= Problem requirements =
Output the lines starting at the one containing "Tag the green leaf" and ending at the last line of the entries as a Markdown table with the columns n and Line. Number each row and leave out blank lines.

╭─ Material to process

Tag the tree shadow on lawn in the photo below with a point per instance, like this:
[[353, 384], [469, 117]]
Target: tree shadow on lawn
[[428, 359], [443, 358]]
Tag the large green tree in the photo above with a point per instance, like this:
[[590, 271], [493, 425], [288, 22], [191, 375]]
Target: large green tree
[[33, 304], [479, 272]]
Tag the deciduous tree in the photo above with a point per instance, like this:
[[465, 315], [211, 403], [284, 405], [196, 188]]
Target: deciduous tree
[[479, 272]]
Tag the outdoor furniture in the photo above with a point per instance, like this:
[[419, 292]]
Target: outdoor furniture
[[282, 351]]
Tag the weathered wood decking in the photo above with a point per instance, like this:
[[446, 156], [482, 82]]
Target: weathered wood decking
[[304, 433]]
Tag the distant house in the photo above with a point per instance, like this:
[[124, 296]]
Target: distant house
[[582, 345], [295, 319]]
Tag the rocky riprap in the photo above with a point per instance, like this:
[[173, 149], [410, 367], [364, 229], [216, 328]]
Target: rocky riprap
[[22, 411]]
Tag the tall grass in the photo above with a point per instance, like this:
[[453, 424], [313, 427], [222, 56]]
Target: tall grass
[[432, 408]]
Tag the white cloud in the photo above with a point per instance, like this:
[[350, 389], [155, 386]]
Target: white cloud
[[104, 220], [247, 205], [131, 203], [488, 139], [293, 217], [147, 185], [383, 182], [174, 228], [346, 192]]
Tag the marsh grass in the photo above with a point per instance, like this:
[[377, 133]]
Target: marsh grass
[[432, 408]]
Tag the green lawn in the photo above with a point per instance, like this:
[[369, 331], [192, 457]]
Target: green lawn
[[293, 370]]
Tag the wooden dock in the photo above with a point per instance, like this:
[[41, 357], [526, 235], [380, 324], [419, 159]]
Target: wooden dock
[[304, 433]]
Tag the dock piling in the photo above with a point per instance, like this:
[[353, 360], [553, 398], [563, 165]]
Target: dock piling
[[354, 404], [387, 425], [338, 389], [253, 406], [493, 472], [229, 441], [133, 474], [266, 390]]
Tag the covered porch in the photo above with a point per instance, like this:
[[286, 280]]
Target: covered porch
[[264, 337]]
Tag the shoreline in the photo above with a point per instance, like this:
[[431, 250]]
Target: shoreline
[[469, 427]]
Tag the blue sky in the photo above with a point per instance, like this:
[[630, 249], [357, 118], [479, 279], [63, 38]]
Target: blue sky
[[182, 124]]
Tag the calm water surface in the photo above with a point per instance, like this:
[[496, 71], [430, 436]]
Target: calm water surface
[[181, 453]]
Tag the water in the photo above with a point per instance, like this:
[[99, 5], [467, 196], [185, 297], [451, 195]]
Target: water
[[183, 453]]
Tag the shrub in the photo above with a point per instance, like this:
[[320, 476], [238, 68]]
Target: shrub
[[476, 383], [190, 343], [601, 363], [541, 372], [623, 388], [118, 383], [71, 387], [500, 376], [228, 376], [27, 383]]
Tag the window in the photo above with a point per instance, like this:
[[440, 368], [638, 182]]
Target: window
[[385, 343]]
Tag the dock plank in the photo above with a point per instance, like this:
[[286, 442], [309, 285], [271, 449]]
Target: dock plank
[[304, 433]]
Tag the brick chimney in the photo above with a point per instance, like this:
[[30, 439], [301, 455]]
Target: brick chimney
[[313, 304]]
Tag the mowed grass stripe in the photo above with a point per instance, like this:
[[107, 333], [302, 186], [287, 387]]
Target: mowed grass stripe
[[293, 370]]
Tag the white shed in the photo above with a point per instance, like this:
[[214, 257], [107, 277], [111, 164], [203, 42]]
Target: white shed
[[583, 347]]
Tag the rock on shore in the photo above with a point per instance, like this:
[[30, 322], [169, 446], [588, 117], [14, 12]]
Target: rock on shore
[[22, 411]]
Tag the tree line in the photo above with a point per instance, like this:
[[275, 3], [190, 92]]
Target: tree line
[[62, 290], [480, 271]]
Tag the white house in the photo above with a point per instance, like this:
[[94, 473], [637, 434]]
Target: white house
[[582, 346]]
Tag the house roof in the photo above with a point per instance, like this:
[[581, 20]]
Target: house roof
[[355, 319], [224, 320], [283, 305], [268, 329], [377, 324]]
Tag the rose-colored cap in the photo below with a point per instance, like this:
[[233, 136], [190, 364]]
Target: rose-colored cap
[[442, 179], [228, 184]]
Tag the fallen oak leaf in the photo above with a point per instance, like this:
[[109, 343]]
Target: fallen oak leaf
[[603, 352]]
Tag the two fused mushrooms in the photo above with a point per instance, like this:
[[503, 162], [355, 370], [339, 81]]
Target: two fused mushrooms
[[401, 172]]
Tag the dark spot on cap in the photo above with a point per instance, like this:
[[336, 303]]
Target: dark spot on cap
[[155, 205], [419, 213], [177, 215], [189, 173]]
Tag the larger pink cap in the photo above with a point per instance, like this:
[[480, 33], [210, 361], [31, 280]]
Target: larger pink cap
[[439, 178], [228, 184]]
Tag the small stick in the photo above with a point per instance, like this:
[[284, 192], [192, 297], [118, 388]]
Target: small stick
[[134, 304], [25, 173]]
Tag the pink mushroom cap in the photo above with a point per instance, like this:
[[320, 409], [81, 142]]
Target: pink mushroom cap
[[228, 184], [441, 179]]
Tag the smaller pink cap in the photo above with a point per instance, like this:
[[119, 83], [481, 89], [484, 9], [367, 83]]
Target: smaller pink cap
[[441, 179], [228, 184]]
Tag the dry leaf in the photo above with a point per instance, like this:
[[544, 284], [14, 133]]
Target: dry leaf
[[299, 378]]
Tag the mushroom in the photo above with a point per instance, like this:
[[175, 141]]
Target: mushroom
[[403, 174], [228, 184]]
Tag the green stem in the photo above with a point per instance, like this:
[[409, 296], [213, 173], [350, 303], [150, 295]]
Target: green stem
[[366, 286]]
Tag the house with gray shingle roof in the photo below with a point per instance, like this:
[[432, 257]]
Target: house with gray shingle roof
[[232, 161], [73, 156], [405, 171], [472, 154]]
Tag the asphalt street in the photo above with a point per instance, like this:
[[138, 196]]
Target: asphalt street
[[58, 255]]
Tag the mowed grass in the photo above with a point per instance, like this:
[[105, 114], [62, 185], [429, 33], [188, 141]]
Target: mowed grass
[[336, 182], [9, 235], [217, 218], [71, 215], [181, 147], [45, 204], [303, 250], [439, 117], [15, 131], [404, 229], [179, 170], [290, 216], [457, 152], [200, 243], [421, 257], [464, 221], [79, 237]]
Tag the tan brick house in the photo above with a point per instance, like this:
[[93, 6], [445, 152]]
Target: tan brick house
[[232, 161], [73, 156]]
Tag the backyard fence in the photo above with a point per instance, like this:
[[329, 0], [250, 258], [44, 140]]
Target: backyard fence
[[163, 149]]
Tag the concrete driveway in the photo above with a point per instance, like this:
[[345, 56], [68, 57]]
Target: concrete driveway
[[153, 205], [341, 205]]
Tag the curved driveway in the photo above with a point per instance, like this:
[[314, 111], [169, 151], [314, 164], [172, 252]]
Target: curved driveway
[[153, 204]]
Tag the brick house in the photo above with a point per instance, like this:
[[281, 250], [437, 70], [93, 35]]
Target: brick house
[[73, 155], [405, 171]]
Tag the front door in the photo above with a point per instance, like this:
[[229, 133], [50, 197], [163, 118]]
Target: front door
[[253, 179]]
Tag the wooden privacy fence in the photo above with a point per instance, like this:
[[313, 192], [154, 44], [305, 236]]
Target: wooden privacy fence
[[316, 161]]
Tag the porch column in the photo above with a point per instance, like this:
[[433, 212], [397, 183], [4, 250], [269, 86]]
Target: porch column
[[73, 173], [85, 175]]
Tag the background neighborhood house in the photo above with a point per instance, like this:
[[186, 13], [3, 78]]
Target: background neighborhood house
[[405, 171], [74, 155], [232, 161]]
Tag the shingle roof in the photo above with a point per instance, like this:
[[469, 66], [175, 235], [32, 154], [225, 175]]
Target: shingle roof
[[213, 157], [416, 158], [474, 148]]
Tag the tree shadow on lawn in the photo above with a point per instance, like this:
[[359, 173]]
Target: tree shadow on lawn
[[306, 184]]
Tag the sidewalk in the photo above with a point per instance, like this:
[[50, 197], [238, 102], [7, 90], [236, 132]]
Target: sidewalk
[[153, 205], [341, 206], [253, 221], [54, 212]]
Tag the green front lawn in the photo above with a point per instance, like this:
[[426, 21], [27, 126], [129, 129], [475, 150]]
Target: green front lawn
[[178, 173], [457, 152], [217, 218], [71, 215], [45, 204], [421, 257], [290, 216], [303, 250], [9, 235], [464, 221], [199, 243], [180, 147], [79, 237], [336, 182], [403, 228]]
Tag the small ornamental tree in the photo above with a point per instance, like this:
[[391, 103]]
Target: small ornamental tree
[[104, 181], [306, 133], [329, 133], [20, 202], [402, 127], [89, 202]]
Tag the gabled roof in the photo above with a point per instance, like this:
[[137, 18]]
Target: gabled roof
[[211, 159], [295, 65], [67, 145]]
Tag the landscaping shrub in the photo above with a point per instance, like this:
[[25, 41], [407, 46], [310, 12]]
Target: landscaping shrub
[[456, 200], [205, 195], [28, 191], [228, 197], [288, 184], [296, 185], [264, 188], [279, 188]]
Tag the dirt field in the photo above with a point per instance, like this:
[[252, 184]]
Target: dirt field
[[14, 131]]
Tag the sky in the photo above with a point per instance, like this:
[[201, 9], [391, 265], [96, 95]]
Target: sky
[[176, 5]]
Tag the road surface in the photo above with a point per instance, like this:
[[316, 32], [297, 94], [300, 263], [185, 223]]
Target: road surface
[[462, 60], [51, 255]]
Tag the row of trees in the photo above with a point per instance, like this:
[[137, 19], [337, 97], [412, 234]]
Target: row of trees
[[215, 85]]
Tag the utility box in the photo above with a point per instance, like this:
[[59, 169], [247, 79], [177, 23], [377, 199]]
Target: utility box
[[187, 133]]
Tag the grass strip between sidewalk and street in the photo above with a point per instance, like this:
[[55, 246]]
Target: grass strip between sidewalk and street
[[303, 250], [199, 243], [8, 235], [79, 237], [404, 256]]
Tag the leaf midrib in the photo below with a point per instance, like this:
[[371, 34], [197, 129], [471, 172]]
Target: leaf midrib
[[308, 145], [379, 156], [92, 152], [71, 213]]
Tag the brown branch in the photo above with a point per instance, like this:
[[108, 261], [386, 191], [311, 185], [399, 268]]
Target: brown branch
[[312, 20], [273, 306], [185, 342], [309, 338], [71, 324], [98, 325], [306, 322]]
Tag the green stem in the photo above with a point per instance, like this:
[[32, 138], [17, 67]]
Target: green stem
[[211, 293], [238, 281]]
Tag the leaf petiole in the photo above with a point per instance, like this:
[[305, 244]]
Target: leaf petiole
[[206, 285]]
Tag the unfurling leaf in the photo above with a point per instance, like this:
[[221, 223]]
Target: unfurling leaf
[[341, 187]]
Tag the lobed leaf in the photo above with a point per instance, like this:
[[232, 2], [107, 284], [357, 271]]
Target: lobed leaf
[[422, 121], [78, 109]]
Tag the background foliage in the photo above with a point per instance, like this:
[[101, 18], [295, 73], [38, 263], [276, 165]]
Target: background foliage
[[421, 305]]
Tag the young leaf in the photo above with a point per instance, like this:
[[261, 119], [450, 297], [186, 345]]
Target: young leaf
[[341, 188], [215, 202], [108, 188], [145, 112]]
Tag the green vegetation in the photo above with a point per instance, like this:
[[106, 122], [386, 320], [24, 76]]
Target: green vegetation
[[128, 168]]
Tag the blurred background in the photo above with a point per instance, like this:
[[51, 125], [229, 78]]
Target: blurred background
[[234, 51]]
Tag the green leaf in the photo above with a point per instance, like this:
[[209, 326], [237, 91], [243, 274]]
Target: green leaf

╰─

= Solution =
| n | Line |
|---|---|
| 1 | Tag the green leaf in the photo above with a point per instance, like this: |
| 2 | [[209, 326], [237, 91], [243, 274]] |
| 3 | Target: green leaf |